• OBJECTIVE: Please copy the material below verbatim, from the start of the material through the line holding "pixel 245 256", that line included.

• GIVEN RECORDS:

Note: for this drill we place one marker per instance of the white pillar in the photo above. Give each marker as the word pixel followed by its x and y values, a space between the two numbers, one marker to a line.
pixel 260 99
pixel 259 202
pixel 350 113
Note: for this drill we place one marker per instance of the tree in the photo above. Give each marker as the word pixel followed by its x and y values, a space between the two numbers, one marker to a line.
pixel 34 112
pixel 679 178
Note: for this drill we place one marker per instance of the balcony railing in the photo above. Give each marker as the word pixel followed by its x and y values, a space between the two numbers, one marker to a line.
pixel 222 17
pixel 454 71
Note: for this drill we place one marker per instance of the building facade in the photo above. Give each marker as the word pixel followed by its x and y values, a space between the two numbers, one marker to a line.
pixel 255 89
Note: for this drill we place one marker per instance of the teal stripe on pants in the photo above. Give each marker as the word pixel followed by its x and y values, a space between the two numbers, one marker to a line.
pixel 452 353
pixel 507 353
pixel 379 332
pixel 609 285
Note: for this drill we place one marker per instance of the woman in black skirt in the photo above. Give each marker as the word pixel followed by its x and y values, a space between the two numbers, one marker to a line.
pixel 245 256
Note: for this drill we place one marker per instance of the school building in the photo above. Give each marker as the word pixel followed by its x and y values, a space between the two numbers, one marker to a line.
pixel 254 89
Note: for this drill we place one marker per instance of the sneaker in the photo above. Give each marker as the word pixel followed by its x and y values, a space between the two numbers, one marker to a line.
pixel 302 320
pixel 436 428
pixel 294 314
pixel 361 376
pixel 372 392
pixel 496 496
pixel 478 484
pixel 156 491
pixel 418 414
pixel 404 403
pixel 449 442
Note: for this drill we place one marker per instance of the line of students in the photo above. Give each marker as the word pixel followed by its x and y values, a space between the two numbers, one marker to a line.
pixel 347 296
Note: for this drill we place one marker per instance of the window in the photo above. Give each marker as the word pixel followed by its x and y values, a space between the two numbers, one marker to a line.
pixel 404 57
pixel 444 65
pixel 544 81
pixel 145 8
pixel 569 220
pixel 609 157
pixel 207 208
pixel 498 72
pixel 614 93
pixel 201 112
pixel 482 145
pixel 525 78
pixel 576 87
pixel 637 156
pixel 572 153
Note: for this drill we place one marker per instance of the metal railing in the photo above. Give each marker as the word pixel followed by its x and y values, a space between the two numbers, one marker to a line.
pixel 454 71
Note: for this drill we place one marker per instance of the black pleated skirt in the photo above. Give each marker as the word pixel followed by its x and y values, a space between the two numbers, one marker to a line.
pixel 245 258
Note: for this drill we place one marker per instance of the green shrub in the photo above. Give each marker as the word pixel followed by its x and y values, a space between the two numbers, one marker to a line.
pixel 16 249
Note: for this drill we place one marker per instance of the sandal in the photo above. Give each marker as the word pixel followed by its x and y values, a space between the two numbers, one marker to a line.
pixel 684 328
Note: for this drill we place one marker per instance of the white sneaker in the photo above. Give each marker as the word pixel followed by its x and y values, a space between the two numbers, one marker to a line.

• TASK RESPONSE:
Note: for this drill we place one marker per instance of the white pillar in the photo above. Give each marker as the word pixel followed by its x and y values, a space between the two numbers, one marker to a line.
pixel 260 99
pixel 259 202
pixel 350 113
Note: for this drill we place one marker per instance of the tree in the photo above. Give each marker as the word pixel followed by its x and y values, a space between the two numbers, one marker to a line.
pixel 34 112
pixel 679 178
Note: for this drill we place one marker per instance of the balcony railing in the photo above. Give each marker as the word pixel followed by its x and y values, a space between the two numbers, one marker to a line.
pixel 222 17
pixel 454 71
Note: for this drill we place one marker per instance of the building facade in the photo above. Give each marker as the word pixel followed by its x and y values, a space between the two numbers, one marker to a line.
pixel 255 89
Note: for this drill we place one marker per instance of the teal stripe on pants in the photo above. Give each marker as the word pixel followed by its x and y values, a space between the two numbers, one marker to a line.
pixel 452 353
pixel 507 353
pixel 379 332
pixel 609 285
Note: for this drill we place one marker per instance of the woman in black skirt in the photo above. Give each marker as the word pixel followed by its x and y values, a space between the two numbers, one marker to a line.
pixel 245 256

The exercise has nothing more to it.